◆ Exercise directions ◆
Convert the data below into a numbered list, one item per line, and leave out any blank lines.

(Object position labeling entries)
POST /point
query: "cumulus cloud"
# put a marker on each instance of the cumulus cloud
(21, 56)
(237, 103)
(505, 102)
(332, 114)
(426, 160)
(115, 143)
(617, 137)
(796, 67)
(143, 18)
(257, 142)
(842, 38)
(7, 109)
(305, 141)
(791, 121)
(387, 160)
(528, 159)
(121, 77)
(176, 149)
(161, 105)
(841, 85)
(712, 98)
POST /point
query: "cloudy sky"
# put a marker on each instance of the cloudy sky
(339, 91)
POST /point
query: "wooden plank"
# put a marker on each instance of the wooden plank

◆ Solution for this problem ◆
1. POST /point
2. query: "cumulus cloud"
3. # put a marker on each instance of the cumulus cloud
4. (21, 56)
5. (237, 103)
6. (505, 102)
7. (332, 114)
8. (426, 160)
9. (115, 143)
10. (617, 137)
11. (796, 67)
12. (143, 18)
13. (257, 142)
14. (842, 38)
15. (7, 109)
16. (305, 141)
17. (791, 121)
18. (387, 160)
19. (528, 159)
20. (121, 77)
21. (176, 149)
22. (161, 105)
23. (841, 85)
24. (712, 98)
25. POST /point
26. query: "cloudy sky"
27. # put a marker on each instance of the cloudy sky
28. (339, 91)
29. POST /point
30. query: "wooden plank"
31. # put a marker on each instance of the wooden plank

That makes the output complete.